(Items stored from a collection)

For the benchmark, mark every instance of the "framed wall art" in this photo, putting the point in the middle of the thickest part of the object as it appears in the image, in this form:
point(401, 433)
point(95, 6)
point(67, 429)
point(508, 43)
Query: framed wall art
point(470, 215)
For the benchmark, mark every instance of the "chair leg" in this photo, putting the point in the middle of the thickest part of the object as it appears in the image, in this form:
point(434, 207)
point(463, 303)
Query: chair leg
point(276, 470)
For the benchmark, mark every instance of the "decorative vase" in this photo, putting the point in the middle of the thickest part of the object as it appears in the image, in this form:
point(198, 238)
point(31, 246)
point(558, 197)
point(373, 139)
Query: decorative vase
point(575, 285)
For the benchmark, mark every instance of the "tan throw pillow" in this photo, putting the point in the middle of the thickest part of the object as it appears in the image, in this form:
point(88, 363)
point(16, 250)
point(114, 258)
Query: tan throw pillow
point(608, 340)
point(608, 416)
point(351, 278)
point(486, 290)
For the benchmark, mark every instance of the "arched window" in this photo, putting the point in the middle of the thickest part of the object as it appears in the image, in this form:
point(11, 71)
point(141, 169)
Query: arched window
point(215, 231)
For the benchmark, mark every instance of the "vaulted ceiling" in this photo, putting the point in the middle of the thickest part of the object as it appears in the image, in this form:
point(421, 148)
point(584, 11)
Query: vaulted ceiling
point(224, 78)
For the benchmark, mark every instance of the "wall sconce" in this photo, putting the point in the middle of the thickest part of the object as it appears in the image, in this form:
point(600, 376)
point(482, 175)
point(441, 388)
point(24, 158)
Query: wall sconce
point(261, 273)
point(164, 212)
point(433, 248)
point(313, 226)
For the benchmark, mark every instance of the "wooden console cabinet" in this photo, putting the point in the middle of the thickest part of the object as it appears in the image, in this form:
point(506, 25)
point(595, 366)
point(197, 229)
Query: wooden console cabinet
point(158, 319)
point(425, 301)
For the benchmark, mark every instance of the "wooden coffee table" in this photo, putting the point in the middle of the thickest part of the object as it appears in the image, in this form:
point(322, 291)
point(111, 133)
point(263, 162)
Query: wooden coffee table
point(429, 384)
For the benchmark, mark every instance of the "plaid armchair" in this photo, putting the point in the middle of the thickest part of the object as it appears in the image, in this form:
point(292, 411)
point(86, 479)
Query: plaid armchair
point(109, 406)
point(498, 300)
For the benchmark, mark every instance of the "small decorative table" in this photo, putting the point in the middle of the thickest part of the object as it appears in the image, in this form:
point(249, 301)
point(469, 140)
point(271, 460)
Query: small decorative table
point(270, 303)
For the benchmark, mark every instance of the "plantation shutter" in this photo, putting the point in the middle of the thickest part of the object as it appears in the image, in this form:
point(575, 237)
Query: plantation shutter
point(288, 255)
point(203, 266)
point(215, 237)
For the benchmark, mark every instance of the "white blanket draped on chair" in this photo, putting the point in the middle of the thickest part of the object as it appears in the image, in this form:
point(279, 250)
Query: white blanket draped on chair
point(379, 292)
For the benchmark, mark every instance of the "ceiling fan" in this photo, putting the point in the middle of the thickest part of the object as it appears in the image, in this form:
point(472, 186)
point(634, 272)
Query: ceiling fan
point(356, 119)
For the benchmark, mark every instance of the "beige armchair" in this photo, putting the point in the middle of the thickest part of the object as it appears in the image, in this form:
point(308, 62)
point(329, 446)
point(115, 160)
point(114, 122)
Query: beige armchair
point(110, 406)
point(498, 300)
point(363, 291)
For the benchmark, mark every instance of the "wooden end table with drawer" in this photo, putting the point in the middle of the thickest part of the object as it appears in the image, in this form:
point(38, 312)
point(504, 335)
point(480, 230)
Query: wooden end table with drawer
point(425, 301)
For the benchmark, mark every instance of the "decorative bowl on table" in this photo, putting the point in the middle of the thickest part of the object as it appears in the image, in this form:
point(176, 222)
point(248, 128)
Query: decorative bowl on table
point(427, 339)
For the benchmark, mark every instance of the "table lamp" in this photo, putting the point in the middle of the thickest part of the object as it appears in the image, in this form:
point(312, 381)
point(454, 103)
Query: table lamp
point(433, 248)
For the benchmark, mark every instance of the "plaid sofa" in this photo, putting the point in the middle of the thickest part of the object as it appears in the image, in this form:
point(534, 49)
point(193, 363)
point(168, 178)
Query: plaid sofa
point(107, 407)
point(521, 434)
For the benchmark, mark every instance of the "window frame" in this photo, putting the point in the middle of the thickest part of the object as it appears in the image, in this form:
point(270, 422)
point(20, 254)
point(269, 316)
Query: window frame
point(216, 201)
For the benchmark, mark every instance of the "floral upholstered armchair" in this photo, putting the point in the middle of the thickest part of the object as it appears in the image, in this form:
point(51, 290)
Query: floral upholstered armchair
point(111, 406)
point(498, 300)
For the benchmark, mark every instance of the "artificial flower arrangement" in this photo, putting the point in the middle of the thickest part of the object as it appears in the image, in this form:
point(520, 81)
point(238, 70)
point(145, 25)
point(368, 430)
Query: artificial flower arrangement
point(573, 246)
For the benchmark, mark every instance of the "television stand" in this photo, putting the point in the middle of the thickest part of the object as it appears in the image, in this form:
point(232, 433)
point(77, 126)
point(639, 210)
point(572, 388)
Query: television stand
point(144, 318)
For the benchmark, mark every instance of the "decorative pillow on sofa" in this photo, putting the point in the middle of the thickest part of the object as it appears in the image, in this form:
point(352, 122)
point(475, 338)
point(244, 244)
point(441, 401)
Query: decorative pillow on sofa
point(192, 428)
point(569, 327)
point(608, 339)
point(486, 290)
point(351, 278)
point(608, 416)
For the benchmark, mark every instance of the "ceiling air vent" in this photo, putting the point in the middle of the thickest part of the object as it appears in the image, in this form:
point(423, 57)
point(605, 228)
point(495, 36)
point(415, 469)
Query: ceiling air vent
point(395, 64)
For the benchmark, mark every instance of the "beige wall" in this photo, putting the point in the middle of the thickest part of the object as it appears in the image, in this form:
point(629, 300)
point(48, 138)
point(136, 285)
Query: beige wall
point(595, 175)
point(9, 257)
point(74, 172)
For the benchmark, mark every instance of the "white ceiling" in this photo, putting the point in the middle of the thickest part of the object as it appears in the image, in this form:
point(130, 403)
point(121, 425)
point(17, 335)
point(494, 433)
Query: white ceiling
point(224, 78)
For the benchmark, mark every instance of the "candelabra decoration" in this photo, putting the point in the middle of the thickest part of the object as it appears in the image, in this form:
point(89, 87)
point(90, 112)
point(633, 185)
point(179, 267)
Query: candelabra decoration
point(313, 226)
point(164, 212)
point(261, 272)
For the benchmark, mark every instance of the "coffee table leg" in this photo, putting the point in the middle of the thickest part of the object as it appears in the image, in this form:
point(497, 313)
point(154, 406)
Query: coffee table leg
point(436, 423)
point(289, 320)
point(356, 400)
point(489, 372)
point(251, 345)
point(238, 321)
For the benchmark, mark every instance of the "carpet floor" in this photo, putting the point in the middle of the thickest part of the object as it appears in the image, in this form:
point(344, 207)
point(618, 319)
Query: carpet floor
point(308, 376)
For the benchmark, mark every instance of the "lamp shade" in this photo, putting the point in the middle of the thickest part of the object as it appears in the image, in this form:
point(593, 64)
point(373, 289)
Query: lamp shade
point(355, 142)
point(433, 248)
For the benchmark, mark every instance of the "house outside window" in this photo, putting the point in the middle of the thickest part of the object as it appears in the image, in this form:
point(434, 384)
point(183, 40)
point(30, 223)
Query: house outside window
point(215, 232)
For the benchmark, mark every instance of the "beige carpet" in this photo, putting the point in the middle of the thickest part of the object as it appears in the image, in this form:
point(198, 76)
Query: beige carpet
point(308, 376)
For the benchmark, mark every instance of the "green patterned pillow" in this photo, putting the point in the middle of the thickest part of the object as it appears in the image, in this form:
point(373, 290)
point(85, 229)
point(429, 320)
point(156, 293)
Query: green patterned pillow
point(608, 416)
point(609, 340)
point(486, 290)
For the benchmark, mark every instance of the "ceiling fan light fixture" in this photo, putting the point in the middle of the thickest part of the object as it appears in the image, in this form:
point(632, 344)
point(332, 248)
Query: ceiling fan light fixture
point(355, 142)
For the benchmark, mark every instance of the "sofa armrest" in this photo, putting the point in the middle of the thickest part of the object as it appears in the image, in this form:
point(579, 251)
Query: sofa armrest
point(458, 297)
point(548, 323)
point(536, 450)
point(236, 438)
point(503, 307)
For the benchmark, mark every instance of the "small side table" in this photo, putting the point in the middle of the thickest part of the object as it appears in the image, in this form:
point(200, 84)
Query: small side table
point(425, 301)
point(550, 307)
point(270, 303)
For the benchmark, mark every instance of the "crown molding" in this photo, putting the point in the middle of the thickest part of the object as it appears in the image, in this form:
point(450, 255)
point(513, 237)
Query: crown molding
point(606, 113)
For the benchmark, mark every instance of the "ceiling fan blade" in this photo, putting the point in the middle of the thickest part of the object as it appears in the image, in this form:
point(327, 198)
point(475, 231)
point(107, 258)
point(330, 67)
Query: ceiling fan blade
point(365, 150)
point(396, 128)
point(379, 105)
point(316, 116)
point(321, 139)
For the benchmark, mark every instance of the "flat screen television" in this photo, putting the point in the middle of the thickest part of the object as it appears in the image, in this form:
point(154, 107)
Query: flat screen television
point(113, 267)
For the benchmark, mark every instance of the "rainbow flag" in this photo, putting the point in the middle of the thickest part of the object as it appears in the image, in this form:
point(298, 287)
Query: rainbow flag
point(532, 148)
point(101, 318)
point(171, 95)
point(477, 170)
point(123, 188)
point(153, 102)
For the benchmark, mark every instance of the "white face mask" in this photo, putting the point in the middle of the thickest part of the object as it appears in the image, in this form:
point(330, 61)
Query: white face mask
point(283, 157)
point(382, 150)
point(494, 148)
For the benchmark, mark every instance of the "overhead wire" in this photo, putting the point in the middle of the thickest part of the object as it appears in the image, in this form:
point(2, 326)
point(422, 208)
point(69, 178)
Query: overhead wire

(Goal) Copy the records word for word, starting at the very first line and stopping after the line that contains "point(470, 215)".

(Task solution)
For the benchmark, mark every instance of the "framed wall art" in this photo, putting the point in the middle of the thickest part of the object as it appears in the image, in this form:
point(401, 433)
point(95, 6)
point(67, 429)
point(508, 43)
Query: framed wall art
point(470, 215)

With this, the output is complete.